• _ЗАДАНИЕ A_
Выведи из списка ниже все строки, где встречается слово «hand». Регистр букв учитывается.

• _ИСХОДНЫЙ ТЕКСТ_
Уже при жизни Колумба, как мы видели, в Испании и при дворе, и в торговых кругах имело место некоторое разочарование по пово­ду экономических результатов его открытий. И верили и не верили, когда он упорно продолжал утверждать, что новооткрытые им стра­ны — это восточные берега Азии и что нужно лишь еще несколько усилий, чтобы добраться наконец до вожделенной страны. Но уже вскоре после смерти Колумба окончательно удостоверились, что он открыл какой-то совсем неведомый континент, обладающий, прав­да, природными богатствами, но нуждающийся в очень большом приложении труда, чтобы начать приносить торговую выгоду. Прав­да, были уже найдены месторождения золота и серебра и были при­знаки, что дальше возможны еще гораздо более обильные находки. Но, во всяком случае, не было и сравнения между этой загадочной страной, самого существования которой никто и не подозревал, и великолепной Индией, открытой португальцами. Как раз в первые 20 лет XVI в. португальские экспедиции во главе с королевским уполномоченным Альфонсо д'Альбукерке и в первые годы после его смерти захватывали на Индийском побережье то Гоа, то Малакку, о чем сообщал чуть ли не каждый корабль, приходивший в Евро­пу. Приходили все новые и новые радостные известия об открытии островов и островков Индонезии, еще более богатых пряностями, чем сама Индия. В этом свете не приходится удивляться тому, что в Испании испытывали неудовлетворенность открытиями Колумба.

При занятиях историей необходимо избавляться от присущей на­шему мышлению слабости, заключающейся в стремлении к модер­низации, т. е. к привычке невольно переносить наши современные представления и понятия, с которыми мы сжились, на более раннюю эпоху. Конечно, сейчас нам кажется несколько странным сравне­ние экономического и политического значения Америки с Индией. Под Америкой мы понимаем огромный континент, по размерам зна­чительно превышающий Европу. Известно, что на этой земле распо­ложены необъятные пространства богатейших государств — Соеди­ненных Штатов Америки, Аргентины, Бразилии, Канады и др.

• _СПИСОК ДЛЯ ЗАДАНИЯ_

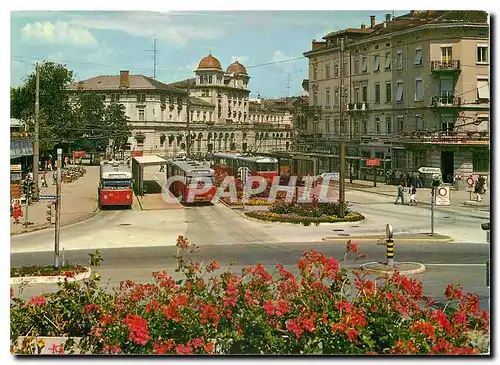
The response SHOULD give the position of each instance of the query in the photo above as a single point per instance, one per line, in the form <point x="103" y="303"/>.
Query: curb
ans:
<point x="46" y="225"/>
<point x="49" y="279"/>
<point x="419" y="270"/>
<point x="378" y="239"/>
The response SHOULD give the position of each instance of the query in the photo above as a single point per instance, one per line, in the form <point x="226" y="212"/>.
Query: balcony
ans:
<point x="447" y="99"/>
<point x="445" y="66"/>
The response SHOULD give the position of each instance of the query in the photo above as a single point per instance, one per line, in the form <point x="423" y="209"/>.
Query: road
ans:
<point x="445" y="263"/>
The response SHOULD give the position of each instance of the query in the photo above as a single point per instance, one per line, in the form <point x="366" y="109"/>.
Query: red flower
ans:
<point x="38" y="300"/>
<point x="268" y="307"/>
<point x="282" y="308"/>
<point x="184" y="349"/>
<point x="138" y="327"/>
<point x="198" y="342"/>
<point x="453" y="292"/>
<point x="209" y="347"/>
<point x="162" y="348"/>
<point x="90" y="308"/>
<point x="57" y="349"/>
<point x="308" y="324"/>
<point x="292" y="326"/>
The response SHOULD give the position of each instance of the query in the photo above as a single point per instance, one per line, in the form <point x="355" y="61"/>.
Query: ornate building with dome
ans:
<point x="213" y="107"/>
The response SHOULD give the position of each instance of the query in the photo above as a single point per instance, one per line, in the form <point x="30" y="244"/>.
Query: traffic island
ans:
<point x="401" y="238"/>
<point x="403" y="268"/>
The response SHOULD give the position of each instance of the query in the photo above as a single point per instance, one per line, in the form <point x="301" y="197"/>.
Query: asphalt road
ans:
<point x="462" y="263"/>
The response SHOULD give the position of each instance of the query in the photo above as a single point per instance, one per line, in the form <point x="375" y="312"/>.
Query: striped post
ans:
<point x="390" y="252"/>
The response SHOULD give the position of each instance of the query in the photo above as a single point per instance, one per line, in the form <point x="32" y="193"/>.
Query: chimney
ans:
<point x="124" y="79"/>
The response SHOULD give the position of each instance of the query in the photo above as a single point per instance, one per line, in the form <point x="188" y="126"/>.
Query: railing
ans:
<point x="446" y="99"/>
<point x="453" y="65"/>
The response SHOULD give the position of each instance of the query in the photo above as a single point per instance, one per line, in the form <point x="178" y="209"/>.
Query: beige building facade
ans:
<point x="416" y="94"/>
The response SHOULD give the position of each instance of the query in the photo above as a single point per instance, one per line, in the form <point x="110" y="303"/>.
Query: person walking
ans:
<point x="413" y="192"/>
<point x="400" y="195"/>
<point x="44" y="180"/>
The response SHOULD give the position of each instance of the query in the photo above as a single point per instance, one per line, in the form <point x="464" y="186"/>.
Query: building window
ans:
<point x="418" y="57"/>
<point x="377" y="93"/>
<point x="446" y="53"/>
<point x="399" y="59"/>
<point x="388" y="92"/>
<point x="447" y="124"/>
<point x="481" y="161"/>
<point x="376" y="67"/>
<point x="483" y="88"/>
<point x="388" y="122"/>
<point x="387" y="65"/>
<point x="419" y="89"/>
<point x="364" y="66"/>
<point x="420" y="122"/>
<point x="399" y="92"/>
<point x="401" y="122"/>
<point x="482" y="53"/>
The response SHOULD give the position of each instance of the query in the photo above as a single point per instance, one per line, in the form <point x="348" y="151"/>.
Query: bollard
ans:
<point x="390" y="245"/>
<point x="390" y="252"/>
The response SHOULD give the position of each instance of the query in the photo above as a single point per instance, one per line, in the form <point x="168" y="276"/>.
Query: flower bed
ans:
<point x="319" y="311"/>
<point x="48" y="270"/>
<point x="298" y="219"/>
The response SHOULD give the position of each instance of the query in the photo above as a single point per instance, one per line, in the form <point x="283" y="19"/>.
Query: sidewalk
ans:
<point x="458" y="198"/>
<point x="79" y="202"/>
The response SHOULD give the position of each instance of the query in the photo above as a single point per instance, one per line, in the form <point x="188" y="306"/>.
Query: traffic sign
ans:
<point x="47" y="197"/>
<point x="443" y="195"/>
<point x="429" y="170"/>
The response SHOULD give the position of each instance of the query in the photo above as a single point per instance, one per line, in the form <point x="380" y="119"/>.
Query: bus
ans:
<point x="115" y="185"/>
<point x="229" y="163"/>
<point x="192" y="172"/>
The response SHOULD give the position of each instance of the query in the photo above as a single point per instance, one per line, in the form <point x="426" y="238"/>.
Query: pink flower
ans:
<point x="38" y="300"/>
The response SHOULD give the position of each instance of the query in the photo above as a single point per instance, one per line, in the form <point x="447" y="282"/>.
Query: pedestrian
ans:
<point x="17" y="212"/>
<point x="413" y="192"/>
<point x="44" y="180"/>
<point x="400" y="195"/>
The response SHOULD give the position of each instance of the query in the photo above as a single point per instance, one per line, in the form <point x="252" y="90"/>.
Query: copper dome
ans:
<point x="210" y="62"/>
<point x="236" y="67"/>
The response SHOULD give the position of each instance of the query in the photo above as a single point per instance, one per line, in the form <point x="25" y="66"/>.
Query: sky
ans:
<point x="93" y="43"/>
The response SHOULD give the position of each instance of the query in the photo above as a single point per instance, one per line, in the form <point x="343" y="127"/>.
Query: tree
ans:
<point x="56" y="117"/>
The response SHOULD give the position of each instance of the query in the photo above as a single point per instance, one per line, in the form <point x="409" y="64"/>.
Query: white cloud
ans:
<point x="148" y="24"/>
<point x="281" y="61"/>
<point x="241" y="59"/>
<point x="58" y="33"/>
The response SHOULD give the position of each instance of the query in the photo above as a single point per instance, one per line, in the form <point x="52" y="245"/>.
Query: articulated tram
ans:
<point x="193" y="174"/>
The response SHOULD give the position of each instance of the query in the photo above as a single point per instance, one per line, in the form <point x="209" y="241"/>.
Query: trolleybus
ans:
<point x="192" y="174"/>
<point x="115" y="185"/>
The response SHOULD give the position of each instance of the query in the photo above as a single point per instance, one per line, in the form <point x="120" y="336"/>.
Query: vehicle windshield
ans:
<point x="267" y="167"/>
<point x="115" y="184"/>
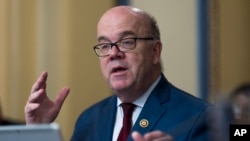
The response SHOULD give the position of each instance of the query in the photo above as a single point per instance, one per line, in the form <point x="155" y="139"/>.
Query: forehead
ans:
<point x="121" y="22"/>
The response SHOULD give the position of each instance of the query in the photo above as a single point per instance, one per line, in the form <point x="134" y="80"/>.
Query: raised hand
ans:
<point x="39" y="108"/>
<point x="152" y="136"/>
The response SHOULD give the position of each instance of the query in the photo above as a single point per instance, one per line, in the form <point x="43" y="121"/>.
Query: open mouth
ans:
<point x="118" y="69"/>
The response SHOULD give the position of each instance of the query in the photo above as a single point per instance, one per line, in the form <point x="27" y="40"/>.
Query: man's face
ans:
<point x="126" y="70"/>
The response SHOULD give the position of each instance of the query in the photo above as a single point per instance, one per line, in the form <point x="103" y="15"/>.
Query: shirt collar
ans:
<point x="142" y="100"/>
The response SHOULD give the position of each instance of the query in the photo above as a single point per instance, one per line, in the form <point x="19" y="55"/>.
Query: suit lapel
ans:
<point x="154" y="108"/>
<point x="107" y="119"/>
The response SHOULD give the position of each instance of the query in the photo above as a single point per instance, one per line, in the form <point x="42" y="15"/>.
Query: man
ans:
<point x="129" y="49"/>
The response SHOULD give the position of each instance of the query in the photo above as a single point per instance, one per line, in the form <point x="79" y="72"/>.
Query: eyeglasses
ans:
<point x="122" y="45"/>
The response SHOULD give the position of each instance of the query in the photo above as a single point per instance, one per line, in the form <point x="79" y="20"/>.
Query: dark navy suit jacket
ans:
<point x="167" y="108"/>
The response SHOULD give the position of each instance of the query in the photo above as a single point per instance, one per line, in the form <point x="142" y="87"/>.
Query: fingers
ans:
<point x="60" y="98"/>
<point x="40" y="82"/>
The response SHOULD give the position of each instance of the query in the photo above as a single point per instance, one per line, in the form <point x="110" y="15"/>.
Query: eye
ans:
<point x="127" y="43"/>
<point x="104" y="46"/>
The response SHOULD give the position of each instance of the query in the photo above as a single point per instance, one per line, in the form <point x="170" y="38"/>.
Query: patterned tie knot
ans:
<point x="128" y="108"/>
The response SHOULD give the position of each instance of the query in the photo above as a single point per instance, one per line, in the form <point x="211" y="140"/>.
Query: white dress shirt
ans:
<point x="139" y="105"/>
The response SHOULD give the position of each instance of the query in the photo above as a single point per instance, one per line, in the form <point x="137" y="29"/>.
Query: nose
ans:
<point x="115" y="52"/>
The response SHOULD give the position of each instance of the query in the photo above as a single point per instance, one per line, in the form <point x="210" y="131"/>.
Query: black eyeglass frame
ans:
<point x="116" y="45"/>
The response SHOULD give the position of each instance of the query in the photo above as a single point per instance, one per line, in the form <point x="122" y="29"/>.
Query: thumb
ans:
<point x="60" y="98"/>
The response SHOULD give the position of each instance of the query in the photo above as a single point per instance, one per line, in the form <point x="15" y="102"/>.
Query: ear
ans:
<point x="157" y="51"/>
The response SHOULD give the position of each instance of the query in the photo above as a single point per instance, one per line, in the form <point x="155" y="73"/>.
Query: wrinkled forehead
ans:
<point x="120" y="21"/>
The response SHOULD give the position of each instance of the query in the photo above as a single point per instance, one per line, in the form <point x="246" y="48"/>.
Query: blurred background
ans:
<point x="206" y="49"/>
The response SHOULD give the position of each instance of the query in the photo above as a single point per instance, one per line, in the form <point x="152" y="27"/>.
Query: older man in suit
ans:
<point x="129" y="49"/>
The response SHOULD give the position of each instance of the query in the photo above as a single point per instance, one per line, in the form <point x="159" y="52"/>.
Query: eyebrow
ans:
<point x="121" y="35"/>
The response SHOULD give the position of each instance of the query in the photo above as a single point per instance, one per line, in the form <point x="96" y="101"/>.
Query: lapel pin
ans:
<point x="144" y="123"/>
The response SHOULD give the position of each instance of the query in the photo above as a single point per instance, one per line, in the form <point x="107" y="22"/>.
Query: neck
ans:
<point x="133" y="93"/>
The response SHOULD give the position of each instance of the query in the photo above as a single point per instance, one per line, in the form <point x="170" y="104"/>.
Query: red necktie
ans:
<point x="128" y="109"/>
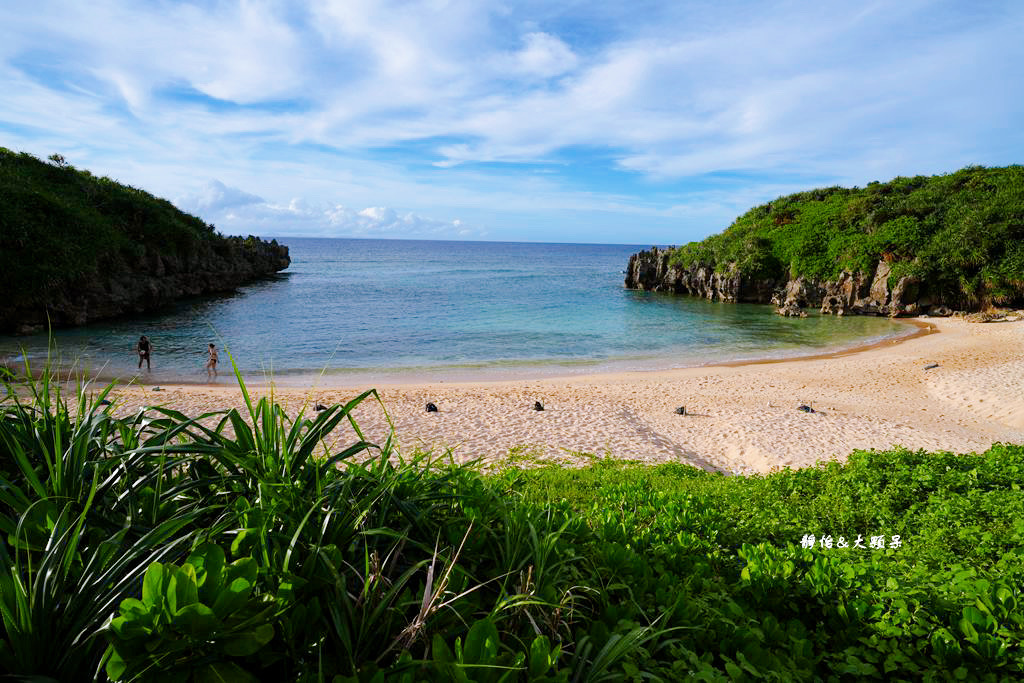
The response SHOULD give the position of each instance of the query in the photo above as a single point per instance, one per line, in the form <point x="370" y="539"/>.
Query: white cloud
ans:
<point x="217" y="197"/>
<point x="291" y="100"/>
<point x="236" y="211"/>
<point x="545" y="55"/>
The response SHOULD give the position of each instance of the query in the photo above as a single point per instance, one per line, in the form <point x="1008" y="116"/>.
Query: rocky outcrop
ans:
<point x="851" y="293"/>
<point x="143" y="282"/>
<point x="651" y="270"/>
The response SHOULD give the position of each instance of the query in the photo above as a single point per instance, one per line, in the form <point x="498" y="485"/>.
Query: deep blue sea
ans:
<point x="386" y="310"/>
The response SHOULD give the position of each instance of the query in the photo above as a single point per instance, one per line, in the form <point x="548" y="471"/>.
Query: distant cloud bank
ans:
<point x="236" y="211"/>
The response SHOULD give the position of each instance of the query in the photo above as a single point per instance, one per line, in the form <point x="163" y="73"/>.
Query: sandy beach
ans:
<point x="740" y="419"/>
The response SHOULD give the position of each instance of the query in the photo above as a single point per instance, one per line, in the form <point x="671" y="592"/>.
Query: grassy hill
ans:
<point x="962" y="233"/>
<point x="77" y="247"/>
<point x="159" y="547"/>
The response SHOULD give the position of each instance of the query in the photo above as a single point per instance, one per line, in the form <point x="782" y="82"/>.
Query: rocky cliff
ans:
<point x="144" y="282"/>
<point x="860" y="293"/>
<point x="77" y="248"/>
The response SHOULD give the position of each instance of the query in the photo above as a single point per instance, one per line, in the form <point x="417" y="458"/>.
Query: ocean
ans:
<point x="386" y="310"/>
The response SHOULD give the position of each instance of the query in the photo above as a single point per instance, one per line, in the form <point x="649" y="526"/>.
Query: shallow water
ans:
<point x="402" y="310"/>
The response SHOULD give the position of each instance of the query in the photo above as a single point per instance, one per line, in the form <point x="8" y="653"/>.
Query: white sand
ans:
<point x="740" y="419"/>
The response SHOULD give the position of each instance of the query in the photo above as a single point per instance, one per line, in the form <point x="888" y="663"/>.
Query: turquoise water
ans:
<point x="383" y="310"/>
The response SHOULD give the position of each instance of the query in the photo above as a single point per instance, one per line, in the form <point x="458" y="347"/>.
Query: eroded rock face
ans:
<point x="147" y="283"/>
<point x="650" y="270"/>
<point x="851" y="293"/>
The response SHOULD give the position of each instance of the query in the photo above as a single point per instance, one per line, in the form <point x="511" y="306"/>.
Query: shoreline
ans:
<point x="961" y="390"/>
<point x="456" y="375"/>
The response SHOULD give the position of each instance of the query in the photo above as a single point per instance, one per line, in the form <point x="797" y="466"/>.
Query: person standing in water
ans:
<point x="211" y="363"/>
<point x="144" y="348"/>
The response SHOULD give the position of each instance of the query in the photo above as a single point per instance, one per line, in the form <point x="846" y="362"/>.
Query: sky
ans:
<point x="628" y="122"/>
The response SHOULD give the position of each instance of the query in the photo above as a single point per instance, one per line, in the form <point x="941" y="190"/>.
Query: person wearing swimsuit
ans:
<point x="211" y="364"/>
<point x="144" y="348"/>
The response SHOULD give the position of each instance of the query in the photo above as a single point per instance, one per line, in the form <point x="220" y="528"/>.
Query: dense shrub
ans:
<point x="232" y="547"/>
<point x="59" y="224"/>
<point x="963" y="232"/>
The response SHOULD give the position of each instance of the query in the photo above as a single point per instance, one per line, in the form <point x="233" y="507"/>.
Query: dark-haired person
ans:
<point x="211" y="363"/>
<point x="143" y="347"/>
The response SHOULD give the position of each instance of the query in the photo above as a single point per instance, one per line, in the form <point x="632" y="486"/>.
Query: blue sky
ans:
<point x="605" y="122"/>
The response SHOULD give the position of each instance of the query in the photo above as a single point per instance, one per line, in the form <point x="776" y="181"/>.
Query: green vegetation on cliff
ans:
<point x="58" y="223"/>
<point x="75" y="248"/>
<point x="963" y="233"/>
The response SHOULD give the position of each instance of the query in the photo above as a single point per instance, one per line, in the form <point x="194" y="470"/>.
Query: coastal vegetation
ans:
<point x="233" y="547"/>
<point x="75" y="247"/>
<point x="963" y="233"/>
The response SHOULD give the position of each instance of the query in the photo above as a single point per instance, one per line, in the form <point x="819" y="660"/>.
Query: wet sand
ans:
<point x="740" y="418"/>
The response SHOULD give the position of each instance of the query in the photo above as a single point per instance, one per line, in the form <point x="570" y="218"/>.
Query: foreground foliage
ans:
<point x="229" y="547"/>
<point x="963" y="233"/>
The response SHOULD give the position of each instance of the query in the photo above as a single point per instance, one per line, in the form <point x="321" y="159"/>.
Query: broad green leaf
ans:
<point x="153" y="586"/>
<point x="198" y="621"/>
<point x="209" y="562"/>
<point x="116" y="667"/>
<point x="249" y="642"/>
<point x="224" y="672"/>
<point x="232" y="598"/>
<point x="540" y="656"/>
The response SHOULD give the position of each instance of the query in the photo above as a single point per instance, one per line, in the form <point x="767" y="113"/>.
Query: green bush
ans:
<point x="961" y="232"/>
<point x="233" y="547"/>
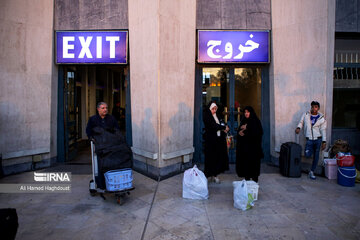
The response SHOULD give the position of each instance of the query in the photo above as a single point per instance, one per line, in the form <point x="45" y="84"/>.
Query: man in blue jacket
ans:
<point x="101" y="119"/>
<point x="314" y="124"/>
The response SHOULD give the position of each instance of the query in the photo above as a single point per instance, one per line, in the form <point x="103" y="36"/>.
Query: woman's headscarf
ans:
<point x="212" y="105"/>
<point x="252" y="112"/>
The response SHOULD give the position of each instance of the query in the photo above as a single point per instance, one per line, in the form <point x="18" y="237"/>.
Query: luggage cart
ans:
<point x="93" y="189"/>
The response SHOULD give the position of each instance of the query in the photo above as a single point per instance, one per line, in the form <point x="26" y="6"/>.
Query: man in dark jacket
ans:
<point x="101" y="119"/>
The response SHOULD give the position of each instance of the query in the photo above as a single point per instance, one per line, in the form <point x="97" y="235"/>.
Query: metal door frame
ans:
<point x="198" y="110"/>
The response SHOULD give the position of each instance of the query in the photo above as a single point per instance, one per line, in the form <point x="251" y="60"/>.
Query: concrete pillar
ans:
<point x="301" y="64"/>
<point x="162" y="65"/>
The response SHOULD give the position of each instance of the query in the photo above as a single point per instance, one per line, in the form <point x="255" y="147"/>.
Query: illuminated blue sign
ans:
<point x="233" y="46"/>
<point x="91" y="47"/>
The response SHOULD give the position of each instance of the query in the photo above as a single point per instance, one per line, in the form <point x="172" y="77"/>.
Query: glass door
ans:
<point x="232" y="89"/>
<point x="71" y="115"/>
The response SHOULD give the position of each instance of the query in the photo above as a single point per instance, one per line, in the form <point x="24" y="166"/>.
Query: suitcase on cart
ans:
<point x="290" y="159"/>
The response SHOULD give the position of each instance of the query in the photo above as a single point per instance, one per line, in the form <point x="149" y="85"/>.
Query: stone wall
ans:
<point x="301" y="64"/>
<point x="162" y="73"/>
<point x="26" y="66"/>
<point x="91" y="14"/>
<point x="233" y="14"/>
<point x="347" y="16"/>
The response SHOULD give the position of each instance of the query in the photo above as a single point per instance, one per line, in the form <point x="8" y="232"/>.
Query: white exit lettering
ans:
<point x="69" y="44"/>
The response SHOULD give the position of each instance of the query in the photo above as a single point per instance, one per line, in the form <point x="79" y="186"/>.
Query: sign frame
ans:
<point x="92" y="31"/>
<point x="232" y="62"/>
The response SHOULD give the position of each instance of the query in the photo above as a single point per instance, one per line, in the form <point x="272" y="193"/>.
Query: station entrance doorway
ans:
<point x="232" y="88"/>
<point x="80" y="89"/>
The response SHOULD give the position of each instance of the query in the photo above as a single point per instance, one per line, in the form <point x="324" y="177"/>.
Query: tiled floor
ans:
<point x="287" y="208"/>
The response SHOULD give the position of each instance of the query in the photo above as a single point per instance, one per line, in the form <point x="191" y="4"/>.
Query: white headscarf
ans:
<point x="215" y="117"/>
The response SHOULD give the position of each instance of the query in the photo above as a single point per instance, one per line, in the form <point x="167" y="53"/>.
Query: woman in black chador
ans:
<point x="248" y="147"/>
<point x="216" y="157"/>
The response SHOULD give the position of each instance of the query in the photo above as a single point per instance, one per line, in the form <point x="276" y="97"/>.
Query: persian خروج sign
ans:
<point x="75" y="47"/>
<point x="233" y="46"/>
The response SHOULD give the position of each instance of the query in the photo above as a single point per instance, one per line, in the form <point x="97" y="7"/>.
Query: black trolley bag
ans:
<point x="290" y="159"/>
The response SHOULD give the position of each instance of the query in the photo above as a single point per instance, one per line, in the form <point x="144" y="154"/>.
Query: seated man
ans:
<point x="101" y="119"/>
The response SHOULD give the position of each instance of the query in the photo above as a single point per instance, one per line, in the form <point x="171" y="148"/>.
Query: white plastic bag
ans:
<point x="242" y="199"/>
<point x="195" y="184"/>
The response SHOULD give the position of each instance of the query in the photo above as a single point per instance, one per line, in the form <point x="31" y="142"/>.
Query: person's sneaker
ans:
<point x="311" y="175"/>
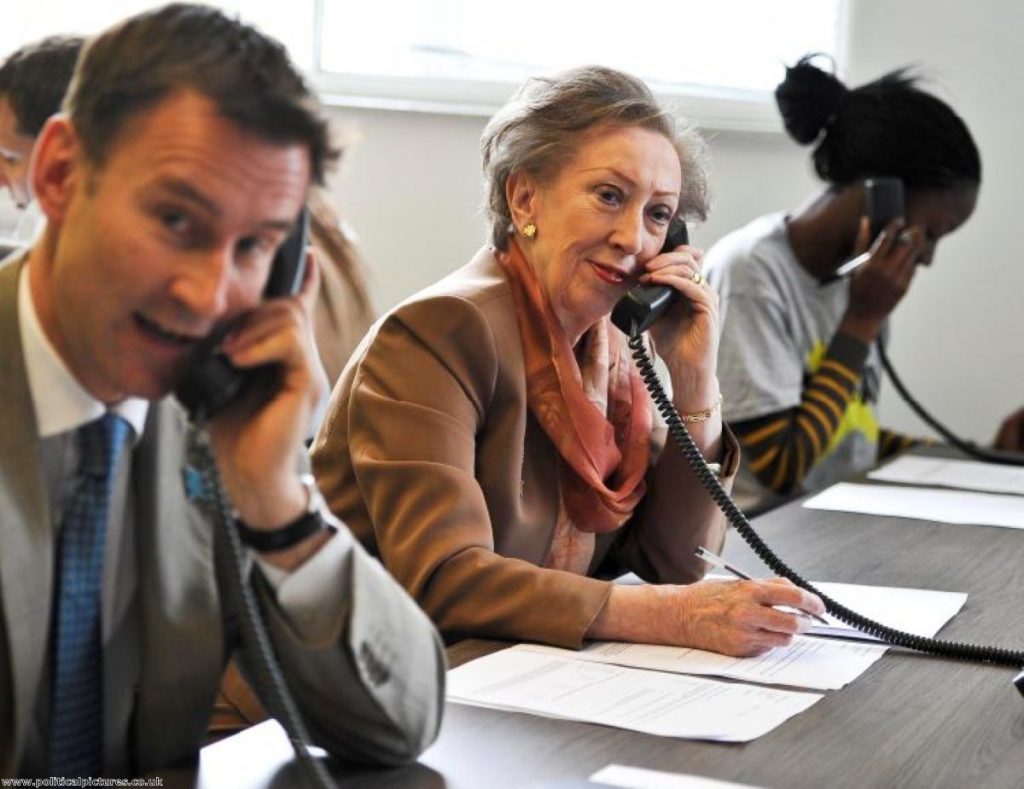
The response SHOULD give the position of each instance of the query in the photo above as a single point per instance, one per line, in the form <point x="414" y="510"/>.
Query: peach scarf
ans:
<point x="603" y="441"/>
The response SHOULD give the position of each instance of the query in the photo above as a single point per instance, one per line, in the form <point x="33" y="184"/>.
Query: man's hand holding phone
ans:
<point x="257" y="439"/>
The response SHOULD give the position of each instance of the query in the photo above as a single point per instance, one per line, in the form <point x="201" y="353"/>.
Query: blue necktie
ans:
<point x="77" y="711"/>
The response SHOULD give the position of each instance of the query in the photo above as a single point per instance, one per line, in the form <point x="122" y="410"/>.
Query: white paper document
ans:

• _ЗАДАНИЕ B_
Продолжи текст об открытиях Колумба, начав сразу после его последнего предложения.

• _ИТОГОВЫЙ ОТВЕТ A_
Query: raised hand
Query: man's hand holding phone

• _ИТОГОВЫЙ ОТВЕТ B_
Сравнение такого комплекса земель и богатства с Индией, кото­рая при всех своих материальных ресурсах, пребывая в течение не­скольких столетий в зависимости от колонизаторов, лишь совсем недавно получила возможность рационально их использовать, может, повторяю, в настоящее время показаться странным. Для XX, как и для XIX в., наше недоумение, естественно, правильное, для XVIII в. оно было бы не совсем правильно, а для XVII и XVI вв.— и совсем неправильно. Тогда Индия была много богаче тех земель, которые были открыты к западу от Европы.

Относительная ценность, придаваемая современниками каждо­му из новых морских путей в отдельности, была ясно выражена в следующем акте. Когда после первого путешествия Колумба в Португалии пришли к заключению, что открытая им Индия во всяком случае не та Индия, которую искали европейские море­плаватели, а какая-то другая страна, гораздо менее богатая, то по на­стоянию португальского правительства в 1494 г. было заключено со­глашение, явившееся одним из стержней дальнейшей дипломатиче­ской истории Европы.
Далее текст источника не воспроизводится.